▶ Exercise materials:
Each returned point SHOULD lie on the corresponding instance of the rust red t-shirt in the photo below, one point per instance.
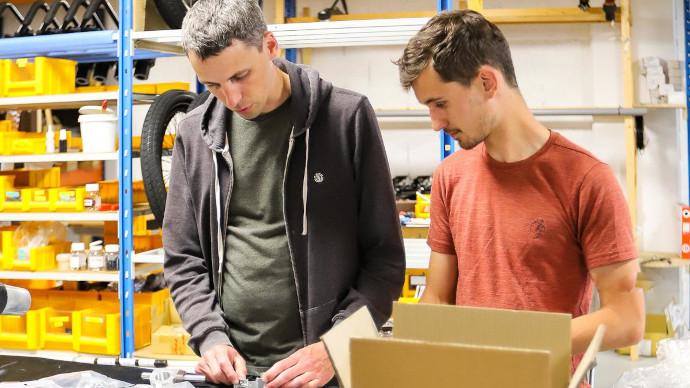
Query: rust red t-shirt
(527, 233)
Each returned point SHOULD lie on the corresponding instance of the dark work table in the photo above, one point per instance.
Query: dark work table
(20, 369)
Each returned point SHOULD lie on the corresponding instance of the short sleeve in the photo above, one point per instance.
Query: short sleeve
(440, 238)
(604, 225)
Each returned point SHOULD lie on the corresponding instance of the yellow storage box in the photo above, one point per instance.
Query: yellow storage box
(97, 330)
(22, 332)
(69, 199)
(38, 76)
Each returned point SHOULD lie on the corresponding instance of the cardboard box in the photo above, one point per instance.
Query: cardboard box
(453, 346)
(685, 232)
(657, 328)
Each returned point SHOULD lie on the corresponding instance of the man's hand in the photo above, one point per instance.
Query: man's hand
(222, 364)
(307, 367)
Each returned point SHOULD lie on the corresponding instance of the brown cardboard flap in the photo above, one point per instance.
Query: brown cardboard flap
(377, 363)
(489, 327)
(588, 360)
(337, 341)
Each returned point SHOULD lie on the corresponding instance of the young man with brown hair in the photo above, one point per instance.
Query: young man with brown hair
(522, 218)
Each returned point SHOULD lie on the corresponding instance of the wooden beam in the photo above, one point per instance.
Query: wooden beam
(495, 15)
(475, 5)
(279, 17)
(628, 100)
(545, 15)
(366, 16)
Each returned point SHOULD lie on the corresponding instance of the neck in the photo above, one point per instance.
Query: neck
(280, 91)
(517, 135)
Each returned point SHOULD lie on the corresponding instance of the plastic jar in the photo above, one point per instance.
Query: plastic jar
(77, 260)
(92, 197)
(112, 257)
(96, 258)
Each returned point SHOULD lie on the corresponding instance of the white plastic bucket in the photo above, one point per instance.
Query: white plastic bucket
(98, 132)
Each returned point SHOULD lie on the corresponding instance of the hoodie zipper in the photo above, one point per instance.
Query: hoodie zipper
(224, 231)
(291, 143)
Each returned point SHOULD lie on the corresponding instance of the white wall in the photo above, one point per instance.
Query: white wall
(557, 66)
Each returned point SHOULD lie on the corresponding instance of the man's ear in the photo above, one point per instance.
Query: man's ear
(271, 44)
(489, 80)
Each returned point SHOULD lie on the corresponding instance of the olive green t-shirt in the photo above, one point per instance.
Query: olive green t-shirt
(259, 297)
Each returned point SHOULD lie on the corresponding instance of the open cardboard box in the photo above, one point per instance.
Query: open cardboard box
(452, 346)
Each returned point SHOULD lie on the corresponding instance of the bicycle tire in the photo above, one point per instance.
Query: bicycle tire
(163, 109)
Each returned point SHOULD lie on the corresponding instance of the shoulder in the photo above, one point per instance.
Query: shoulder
(565, 149)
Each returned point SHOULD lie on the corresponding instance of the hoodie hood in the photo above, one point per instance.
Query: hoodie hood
(307, 92)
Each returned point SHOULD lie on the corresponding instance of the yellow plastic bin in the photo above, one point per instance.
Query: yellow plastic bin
(38, 76)
(22, 332)
(69, 199)
(97, 330)
(57, 326)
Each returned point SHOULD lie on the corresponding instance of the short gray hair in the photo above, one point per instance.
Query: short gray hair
(210, 26)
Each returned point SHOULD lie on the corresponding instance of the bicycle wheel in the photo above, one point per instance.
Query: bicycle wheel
(157, 141)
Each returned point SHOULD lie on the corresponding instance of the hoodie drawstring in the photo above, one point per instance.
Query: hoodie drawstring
(219, 234)
(305, 183)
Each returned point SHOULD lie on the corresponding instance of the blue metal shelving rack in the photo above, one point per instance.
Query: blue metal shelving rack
(686, 13)
(126, 285)
(290, 12)
(447, 144)
(98, 46)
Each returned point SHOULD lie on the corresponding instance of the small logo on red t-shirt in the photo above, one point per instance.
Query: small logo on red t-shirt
(537, 228)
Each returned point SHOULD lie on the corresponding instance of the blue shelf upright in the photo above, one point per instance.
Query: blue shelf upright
(291, 12)
(686, 25)
(124, 110)
(447, 142)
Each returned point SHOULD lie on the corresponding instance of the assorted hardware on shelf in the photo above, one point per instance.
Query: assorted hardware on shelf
(96, 15)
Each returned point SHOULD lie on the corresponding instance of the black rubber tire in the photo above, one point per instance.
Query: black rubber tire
(200, 99)
(160, 113)
(172, 12)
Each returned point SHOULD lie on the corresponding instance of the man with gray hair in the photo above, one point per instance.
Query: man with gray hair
(280, 218)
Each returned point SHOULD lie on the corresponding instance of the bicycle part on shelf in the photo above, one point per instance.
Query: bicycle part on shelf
(84, 72)
(100, 71)
(142, 67)
(326, 13)
(91, 21)
(5, 6)
(70, 23)
(157, 135)
(50, 25)
(25, 29)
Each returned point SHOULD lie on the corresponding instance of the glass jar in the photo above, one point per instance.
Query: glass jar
(96, 258)
(112, 257)
(77, 260)
(92, 197)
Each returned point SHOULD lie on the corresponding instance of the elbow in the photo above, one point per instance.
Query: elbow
(635, 331)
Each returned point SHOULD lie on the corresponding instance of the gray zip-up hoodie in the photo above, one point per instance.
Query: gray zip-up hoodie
(341, 221)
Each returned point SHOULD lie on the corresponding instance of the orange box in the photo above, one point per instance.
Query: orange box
(685, 232)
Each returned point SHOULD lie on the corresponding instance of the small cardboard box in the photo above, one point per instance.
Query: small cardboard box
(685, 232)
(452, 346)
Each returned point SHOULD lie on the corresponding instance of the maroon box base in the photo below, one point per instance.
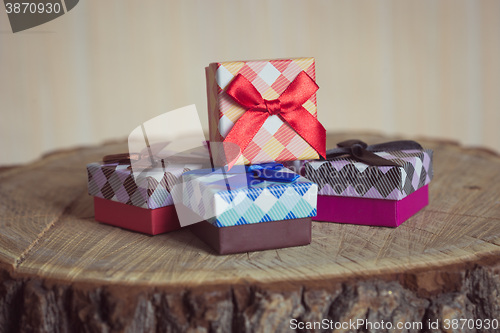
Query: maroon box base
(148, 221)
(256, 236)
(376, 212)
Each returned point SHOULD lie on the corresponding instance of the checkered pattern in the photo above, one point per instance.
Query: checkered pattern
(275, 141)
(116, 182)
(346, 177)
(236, 204)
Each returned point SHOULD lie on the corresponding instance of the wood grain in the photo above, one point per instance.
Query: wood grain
(78, 274)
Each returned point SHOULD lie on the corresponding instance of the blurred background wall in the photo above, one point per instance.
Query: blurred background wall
(404, 68)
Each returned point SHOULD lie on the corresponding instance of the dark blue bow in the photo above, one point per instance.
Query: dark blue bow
(255, 174)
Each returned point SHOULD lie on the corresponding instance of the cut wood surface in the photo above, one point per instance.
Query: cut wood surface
(62, 270)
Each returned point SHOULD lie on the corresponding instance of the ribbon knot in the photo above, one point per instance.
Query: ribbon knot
(362, 152)
(288, 106)
(273, 106)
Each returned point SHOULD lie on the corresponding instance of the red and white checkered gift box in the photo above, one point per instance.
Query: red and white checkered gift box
(276, 140)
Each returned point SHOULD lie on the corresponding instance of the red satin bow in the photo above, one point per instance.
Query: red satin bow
(288, 107)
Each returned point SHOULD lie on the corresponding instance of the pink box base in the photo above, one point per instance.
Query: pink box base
(376, 212)
(148, 221)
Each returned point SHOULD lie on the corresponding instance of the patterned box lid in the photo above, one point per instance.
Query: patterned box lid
(275, 140)
(344, 176)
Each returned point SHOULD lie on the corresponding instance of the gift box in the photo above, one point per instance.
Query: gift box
(242, 212)
(380, 185)
(267, 108)
(140, 204)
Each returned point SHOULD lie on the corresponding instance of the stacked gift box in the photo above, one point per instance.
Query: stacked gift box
(247, 201)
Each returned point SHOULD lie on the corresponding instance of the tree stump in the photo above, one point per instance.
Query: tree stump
(61, 271)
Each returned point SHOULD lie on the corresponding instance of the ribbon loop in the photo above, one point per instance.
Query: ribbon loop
(362, 152)
(288, 106)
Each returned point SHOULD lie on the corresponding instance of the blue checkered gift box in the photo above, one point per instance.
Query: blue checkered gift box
(236, 198)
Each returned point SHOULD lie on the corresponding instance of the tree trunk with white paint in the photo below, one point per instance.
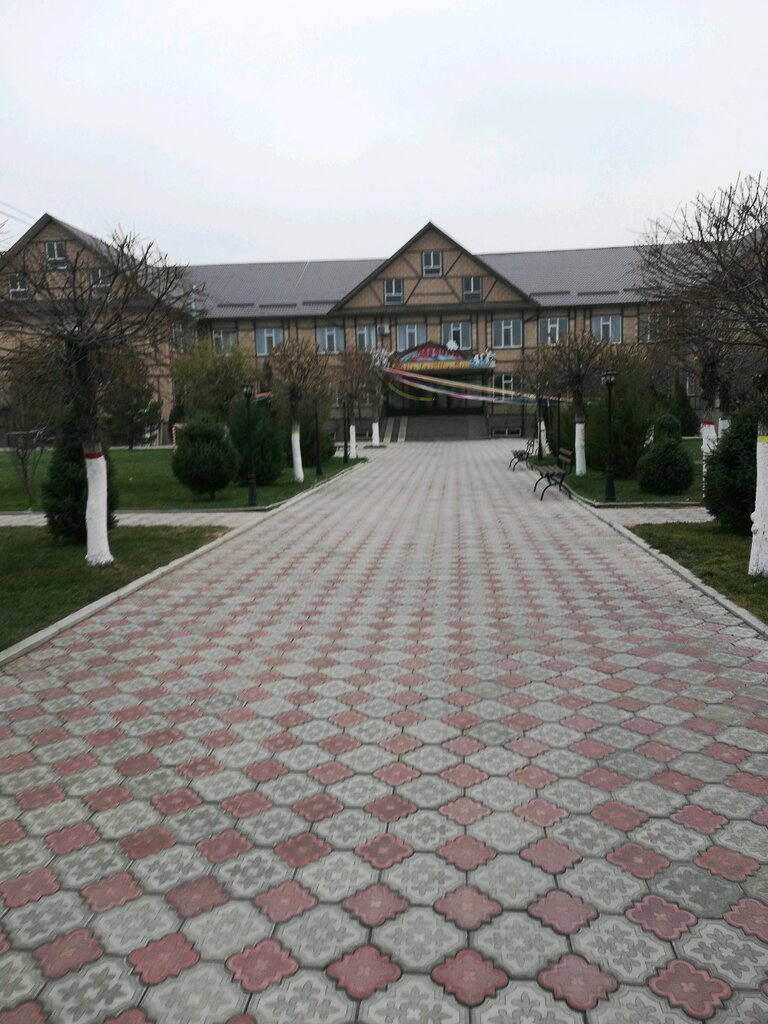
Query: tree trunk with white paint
(97, 542)
(759, 553)
(709, 441)
(581, 449)
(298, 467)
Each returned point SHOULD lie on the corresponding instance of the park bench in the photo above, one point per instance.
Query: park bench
(522, 455)
(555, 474)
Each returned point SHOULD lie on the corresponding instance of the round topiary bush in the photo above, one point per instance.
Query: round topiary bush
(206, 460)
(65, 491)
(668, 426)
(666, 468)
(730, 480)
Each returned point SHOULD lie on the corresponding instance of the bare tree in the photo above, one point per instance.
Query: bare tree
(573, 366)
(706, 269)
(299, 372)
(80, 316)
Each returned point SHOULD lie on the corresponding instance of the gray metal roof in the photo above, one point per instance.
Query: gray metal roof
(561, 278)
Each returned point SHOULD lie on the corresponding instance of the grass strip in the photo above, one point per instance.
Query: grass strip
(43, 581)
(717, 557)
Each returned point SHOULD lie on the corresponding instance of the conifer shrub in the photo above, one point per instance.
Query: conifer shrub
(205, 460)
(730, 479)
(65, 491)
(666, 468)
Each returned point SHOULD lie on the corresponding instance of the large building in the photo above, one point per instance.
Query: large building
(433, 305)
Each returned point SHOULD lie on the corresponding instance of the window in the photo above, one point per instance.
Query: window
(607, 328)
(365, 337)
(99, 282)
(17, 287)
(392, 291)
(553, 330)
(267, 338)
(224, 339)
(507, 334)
(472, 289)
(55, 254)
(431, 263)
(458, 335)
(330, 339)
(507, 383)
(411, 335)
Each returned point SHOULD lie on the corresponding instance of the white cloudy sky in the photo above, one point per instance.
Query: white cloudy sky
(247, 130)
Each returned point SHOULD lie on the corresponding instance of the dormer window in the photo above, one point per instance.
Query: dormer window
(392, 291)
(55, 255)
(17, 288)
(472, 289)
(431, 263)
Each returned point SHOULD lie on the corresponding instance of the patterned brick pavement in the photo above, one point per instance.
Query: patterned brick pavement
(419, 750)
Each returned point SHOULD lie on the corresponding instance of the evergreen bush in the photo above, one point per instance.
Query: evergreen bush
(65, 491)
(268, 449)
(666, 468)
(730, 479)
(205, 460)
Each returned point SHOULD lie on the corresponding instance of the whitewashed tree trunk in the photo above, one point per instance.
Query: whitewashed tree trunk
(298, 468)
(709, 441)
(97, 543)
(543, 437)
(581, 450)
(759, 553)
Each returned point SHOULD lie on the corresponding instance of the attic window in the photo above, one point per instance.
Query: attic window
(431, 263)
(55, 255)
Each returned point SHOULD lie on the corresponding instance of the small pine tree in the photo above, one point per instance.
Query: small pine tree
(65, 492)
(730, 481)
(205, 460)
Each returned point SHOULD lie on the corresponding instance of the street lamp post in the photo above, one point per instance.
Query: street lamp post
(609, 379)
(317, 460)
(247, 387)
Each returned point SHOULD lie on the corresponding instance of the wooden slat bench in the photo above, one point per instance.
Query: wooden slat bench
(555, 474)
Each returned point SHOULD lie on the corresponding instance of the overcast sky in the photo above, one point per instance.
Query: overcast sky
(240, 130)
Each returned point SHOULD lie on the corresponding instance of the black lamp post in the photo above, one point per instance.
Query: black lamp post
(609, 379)
(317, 460)
(248, 395)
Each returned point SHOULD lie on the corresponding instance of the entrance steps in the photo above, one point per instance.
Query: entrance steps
(446, 428)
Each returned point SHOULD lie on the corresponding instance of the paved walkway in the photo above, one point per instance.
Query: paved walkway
(418, 750)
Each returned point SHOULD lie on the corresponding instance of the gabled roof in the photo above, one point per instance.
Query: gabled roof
(429, 226)
(88, 241)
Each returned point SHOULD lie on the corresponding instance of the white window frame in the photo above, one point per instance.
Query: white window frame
(472, 288)
(223, 340)
(552, 330)
(17, 287)
(460, 332)
(330, 339)
(366, 337)
(431, 263)
(393, 291)
(55, 255)
(507, 333)
(267, 338)
(411, 336)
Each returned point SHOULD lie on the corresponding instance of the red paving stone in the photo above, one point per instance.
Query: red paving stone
(314, 762)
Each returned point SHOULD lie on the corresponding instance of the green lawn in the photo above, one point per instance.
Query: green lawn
(593, 484)
(43, 581)
(717, 557)
(144, 480)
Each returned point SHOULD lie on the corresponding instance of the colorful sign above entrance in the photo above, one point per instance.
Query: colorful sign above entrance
(439, 357)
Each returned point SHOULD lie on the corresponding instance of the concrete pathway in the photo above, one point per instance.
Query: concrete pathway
(417, 750)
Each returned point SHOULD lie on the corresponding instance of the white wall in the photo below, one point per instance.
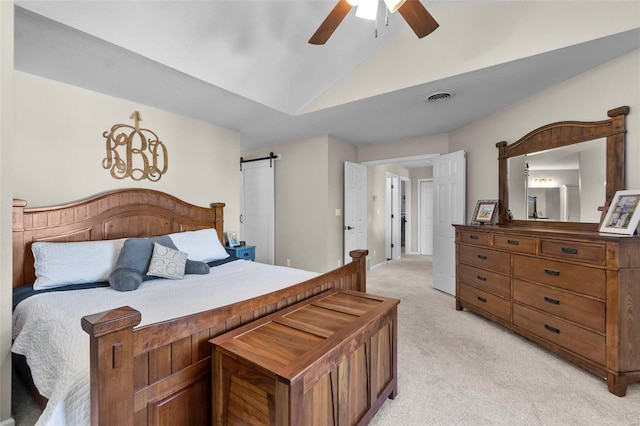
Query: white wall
(593, 181)
(585, 97)
(339, 152)
(6, 268)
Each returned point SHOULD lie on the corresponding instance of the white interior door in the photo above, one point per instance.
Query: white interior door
(257, 206)
(449, 183)
(425, 216)
(392, 218)
(355, 208)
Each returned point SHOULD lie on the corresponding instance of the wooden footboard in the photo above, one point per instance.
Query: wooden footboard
(161, 373)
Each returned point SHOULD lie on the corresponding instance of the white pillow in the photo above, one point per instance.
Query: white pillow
(59, 264)
(202, 245)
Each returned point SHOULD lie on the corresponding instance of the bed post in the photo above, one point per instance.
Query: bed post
(359, 258)
(111, 357)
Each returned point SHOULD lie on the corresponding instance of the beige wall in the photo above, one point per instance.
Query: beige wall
(423, 145)
(58, 140)
(587, 96)
(6, 136)
(302, 197)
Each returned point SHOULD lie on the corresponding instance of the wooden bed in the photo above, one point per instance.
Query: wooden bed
(158, 373)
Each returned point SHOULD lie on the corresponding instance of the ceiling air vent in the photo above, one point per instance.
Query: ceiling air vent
(438, 97)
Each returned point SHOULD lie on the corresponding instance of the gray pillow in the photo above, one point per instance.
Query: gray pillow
(135, 257)
(167, 262)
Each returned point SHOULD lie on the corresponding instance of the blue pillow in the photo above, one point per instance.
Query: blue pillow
(133, 263)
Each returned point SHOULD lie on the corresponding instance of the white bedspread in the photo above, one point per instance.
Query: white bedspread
(47, 330)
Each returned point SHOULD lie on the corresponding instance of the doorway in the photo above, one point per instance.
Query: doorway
(425, 217)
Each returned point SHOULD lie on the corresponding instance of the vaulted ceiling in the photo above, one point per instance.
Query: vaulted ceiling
(246, 65)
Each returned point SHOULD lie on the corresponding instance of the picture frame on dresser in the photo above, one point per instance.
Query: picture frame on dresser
(485, 212)
(623, 214)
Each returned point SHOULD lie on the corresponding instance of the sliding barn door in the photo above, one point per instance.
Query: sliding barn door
(449, 183)
(257, 220)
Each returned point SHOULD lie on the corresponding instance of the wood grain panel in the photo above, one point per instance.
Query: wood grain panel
(560, 274)
(327, 366)
(577, 339)
(493, 260)
(488, 302)
(581, 310)
(485, 280)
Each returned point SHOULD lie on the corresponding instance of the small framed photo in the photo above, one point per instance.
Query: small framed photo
(485, 212)
(623, 214)
(231, 239)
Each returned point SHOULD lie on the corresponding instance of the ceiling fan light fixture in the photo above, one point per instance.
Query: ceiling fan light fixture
(367, 9)
(394, 5)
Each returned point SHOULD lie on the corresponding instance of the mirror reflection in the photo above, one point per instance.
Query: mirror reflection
(565, 184)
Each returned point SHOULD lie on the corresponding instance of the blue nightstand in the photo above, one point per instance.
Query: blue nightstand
(242, 252)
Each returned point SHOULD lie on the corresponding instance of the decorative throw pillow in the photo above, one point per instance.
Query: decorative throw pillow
(202, 245)
(135, 257)
(167, 263)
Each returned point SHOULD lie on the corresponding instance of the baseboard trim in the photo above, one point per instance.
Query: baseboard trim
(8, 422)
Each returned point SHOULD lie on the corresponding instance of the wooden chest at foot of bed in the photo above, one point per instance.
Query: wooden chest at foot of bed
(330, 360)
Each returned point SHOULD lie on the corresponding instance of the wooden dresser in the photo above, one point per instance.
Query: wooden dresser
(330, 360)
(576, 293)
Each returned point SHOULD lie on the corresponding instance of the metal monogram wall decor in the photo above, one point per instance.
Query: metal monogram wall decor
(134, 152)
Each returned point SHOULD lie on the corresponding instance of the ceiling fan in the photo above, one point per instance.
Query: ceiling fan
(420, 21)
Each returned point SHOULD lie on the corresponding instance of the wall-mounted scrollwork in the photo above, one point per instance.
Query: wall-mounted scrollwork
(134, 152)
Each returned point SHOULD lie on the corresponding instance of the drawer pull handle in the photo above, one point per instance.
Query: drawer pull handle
(550, 300)
(569, 250)
(552, 329)
(552, 272)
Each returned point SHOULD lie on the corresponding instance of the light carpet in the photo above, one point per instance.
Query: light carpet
(456, 368)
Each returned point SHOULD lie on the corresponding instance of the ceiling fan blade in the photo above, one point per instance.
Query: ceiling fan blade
(420, 21)
(331, 22)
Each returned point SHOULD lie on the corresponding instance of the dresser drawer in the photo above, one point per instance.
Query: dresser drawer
(486, 301)
(581, 279)
(589, 344)
(588, 312)
(515, 243)
(476, 238)
(493, 260)
(571, 250)
(485, 280)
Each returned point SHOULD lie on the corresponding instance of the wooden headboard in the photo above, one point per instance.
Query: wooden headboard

▶ What you have to do: Repeat precisely the lines of the data starting at the one containing "of the decorative", last line included.

▶ Response:
Each returned point SHOULD lie on the corresponding instance of the decorative throw pillow in the photo above, one point per instance.
Query: decorative throw pillow
(202, 245)
(135, 257)
(167, 263)
Each returned point SHOULD lie on the corresponding instance of the baseboard trim in the photo above, one point per instance.
Query: baseboard trim
(8, 422)
Each returned point SHOULD lie on the corresponding instance of the wooden chest at foot of bed in the photo above, one point per instance.
Query: wooden chest at foot of bed
(330, 360)
Each returned point SHOULD lie on the corresponding instance of the wooden dresser in the photo above, one point per instance.
Query: wooden dresser
(330, 360)
(576, 293)
Each returned point SHOULD lie on the corresponding instance of the metal monogram wall decor in the photo above, one point per instance.
Query: metal monogram wall decor
(134, 152)
Each returned point SHOULD lie on the corresponding instance of the ceiling fan in the photo above, one point per instance.
Query: ceiling fan
(420, 21)
Each returned point SHOULD lie on the corresponding instance of the wall-mounted scrollwork in the photo above, one point per instance.
Query: wall-mounted scrollwork
(134, 152)
Each returned point SHOULD lie on the corresponding instance of the drawer pull handle in the photo above, one point per instance.
Query: drawer pull handle
(550, 300)
(569, 250)
(552, 329)
(552, 272)
Each returned point SHOULD lie on the corresponding instance of the light carpet in the photo above, one point per instance.
Query: light carpet
(456, 368)
Each returned point SHOULD lie on the corresponding instance of the ceiling fan blade in the photo above, one point per instance.
Query: ceiling fan blade
(420, 21)
(331, 22)
Each returned point SHOULD lie on the corresponding instance of the dresser drawer in the photo above, one point per instance.
Query: dresser drawer
(486, 301)
(581, 279)
(589, 344)
(588, 312)
(515, 243)
(476, 238)
(493, 260)
(571, 250)
(485, 280)
Each returned point SHOULD lie on the corresponding instance of the wooden headboard in the photo above, one point per instance.
Query: wooden headboard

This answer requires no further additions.